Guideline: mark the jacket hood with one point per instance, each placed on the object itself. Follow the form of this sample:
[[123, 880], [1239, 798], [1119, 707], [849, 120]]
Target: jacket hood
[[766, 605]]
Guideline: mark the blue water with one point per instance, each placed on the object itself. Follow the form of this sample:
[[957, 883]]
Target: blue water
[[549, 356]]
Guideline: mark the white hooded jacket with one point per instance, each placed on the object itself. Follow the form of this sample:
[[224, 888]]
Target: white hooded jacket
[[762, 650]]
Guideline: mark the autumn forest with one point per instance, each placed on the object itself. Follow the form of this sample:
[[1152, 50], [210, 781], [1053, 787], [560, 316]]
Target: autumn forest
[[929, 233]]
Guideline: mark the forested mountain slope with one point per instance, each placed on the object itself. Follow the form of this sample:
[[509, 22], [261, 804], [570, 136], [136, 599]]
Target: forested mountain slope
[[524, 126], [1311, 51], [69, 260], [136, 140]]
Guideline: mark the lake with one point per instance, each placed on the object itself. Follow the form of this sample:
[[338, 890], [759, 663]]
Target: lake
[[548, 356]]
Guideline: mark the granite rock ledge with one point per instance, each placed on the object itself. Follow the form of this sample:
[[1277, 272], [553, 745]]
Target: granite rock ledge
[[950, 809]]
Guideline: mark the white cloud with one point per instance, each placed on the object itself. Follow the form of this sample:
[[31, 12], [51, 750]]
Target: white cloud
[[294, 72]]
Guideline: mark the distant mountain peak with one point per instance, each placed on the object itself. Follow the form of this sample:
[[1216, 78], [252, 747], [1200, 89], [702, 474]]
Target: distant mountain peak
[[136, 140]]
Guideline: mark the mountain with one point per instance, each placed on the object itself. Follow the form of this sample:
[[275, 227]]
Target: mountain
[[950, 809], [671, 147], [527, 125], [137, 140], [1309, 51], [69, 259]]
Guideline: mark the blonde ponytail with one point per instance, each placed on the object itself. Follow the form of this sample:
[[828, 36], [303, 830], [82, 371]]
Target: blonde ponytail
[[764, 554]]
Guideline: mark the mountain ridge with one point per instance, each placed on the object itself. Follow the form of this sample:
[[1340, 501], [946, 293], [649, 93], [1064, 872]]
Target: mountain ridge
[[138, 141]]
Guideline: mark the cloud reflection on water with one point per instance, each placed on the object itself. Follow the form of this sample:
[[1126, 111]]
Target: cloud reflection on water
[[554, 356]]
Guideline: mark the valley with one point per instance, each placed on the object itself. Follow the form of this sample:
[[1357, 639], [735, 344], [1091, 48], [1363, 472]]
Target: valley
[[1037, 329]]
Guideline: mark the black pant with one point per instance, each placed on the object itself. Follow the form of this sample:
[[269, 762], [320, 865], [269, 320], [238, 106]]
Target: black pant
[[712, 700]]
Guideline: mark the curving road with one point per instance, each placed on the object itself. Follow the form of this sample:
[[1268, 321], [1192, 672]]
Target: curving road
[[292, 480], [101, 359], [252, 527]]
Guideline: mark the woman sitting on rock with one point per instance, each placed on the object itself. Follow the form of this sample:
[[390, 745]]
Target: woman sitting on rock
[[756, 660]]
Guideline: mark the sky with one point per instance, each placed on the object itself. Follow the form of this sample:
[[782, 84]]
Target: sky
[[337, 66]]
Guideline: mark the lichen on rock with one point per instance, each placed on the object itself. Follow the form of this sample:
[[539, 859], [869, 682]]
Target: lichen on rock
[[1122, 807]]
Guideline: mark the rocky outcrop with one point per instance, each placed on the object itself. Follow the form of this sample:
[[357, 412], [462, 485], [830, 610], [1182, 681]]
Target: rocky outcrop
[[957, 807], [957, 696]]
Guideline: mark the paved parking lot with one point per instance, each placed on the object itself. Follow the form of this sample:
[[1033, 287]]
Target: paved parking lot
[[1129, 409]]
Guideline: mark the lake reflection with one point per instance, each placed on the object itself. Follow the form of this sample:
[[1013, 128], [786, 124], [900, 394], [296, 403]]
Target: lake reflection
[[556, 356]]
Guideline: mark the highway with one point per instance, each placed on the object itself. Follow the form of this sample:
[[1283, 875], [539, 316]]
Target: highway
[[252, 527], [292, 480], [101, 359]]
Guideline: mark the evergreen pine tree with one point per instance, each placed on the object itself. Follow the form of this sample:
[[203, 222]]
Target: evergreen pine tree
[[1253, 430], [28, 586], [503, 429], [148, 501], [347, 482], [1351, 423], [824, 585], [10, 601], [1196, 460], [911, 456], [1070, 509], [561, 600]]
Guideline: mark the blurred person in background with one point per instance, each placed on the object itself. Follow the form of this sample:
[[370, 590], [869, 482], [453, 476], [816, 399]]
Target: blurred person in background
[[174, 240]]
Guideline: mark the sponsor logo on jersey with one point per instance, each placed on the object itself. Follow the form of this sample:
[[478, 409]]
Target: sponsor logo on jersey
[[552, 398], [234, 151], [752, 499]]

********************

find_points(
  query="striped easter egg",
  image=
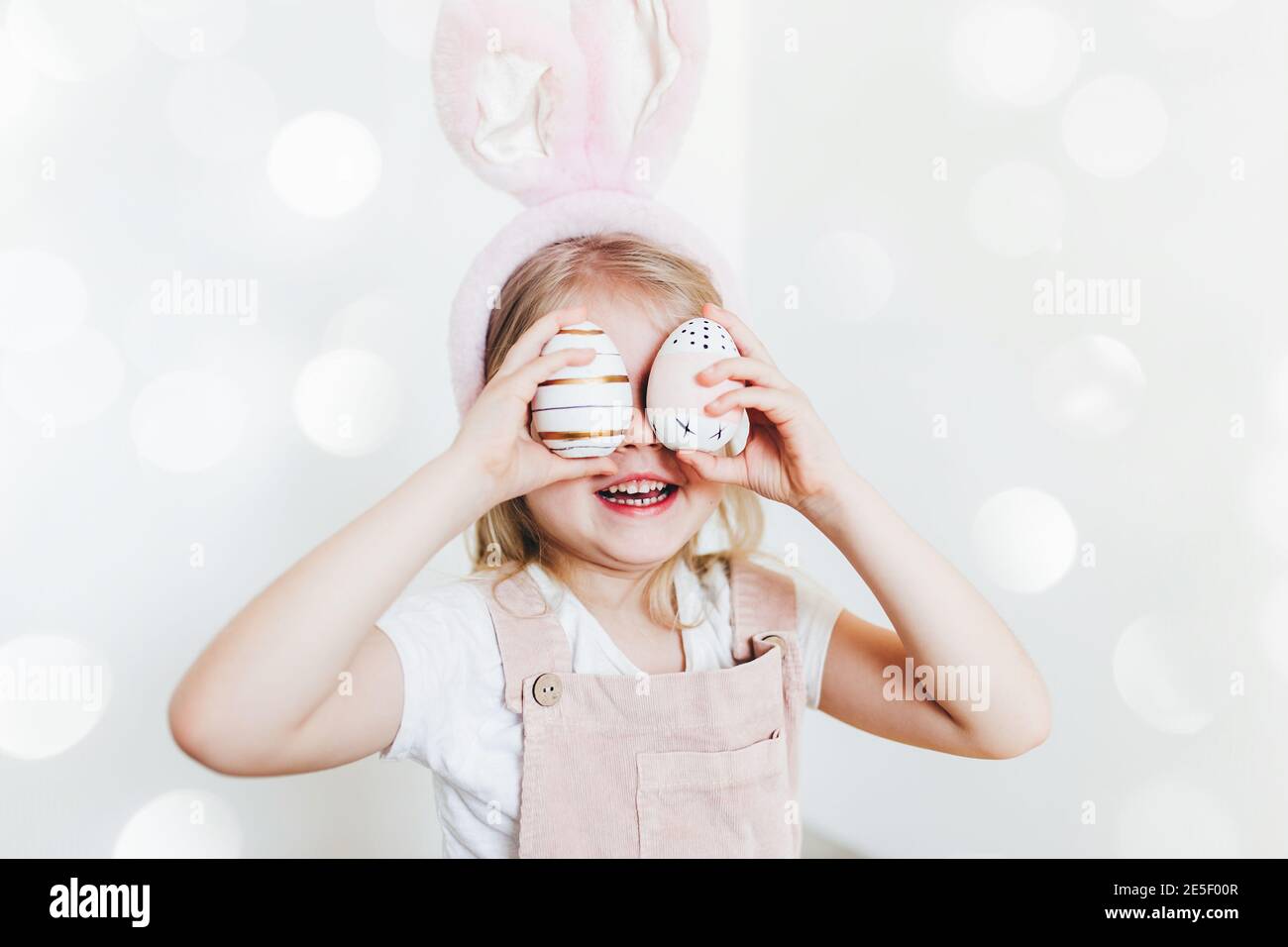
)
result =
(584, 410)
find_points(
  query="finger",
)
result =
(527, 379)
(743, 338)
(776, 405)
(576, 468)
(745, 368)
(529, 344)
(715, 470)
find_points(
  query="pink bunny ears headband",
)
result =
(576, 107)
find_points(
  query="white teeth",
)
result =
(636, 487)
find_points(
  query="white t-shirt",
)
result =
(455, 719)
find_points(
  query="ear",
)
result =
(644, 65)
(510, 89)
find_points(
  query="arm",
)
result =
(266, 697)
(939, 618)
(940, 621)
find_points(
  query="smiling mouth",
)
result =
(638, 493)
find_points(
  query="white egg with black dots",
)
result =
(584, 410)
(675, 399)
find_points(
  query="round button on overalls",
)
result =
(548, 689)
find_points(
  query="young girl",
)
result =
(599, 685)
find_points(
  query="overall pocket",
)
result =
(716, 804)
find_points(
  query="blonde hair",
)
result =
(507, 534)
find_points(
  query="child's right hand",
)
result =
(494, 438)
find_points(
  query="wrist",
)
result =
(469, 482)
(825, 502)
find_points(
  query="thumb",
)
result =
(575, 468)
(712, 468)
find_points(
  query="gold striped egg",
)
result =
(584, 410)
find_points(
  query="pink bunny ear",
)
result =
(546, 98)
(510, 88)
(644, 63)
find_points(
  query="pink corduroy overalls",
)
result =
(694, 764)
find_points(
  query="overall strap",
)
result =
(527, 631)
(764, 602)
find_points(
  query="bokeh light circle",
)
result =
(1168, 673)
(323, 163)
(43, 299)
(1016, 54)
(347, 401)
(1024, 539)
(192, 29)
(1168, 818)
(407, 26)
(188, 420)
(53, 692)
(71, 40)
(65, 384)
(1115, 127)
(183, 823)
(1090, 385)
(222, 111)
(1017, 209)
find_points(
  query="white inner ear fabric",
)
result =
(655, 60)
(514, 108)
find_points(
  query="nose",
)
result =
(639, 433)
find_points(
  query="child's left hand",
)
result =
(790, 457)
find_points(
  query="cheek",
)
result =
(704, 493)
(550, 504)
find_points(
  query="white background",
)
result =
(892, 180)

********************

— WORK REQUIRED —
Taking the records above, retype every line from the one with "Guideline: mark the lake reflection" down to the one with "[[203, 222]]", exactly and with nothing else.

— SOLUTION TO THIS EXERCISE —
Guideline: mark the lake reflection with one point per instance, each placed on the object itself. Follow the form of this sample:
[[1013, 128], [786, 124], [900, 394], [296, 403]]
Target: lake reflection
[[556, 356]]
Guideline: mark the highway with one point per instance, each placed on the object itself. Follow the form of this sample:
[[1283, 875], [539, 316]]
Target: highway
[[252, 527], [292, 480], [101, 359]]
Guideline: mark the evergreen pine tree with one point per instance, each placed on the object itself. Follow the form of this sample:
[[203, 222]]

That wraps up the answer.